*Activités*.
**A.** Quelles personnalités politiques sont nommées dans le corps de l'article d'opinion sur la décentralisation, c'est-à-dire après la signature de l'auteur ?
**B.** Répondez à ces questions sur l'article d'opinion sur la décentralisation :
(i) Quel est le numéro de la publication ?
(ii) Dans quelle émission Jean-Pierre Raffarin s'est-il exprimé ?
(iii) Chez quel éditeur est paru « Thatcher à l'Elysée » ?

+++ Texte fourni

Montréal, 12 octobre 2002  /  No 111  
 
<< page précédente 
  
  
 
 
Michel de Poncins écrit les flashes du Tocqueville Magazine et est l'auteur de Thatcher à l'Elysée (éditions Odilon Média).
 
OPINION
 
FRANCE: LA DÉCENTRALISATION
OU LA RUINE ANNONCÉE
 
par Michel de Poncins
  
  
          Le nouveau gouvernement décidément persiste et signe. Avant-hier, 26 septembre, Monsieur Jean-Pierre Raffarin, dans l'émission Cent minutes pour convaincre, l'a confirmé. Nous ne pouvons aussi que répéter notre avis sur une erreur magistrale.
 
          Il s'est référé à la première décentralisation, celle de Mauroy et Deferre, pour se répandre en louanges. En fait, la situation générale est si catastrophique qu'il est facile de critiquer le parisianisme: on dit au public frustré que cela irait mieux si les décisions se prenaient à la base. Ce langage arrange les politiciens qui voient dans la décentralisation le moyen de diffuser leur propre richesse en l'étalant dans les provinces. Le scandale de la première décentralisation, contrairement aux louanges convenues, c'est justement le déchaînement des appétits. Chacun connaît le faste des palais régionaux et départementaux qui sont largement à l'origine de l'effet de ruine et des multiples problèmes; chacun connaît aussi grâce aux cumuls la formidable augmentation de richesse qui en est résulté pour les politiques. On dit que la deuxième décentralisation va donner la parole aux régions: en fait ce sont les « parisiens » qui « descendront » une nouvelle fois pour saisir l'argent et les moyens.

++++++
+++ Données extraites

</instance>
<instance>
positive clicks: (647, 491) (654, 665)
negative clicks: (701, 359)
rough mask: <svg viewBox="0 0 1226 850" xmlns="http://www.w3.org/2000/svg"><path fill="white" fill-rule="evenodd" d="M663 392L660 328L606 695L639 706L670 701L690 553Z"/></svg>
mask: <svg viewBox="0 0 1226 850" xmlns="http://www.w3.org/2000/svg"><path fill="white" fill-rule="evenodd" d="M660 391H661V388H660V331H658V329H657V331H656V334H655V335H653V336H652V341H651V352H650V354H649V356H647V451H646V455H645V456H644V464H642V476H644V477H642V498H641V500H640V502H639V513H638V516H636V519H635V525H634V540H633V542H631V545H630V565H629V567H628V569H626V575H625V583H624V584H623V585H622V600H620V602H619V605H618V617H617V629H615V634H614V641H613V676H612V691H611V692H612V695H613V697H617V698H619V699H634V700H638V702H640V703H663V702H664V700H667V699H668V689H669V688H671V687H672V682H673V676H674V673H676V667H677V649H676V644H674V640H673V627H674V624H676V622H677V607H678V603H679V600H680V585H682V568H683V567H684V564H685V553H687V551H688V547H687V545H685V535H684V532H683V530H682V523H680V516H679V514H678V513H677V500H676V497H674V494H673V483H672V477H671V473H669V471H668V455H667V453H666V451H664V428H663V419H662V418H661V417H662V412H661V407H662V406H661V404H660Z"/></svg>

++++++

*Réponses rédigées*.
**A.**
Jean-Pierre Raffarin
Mauroy
Deferre

**B.**
(i) No 111
(ii) Cent minutes pour convaincre
(iii) Odilon Média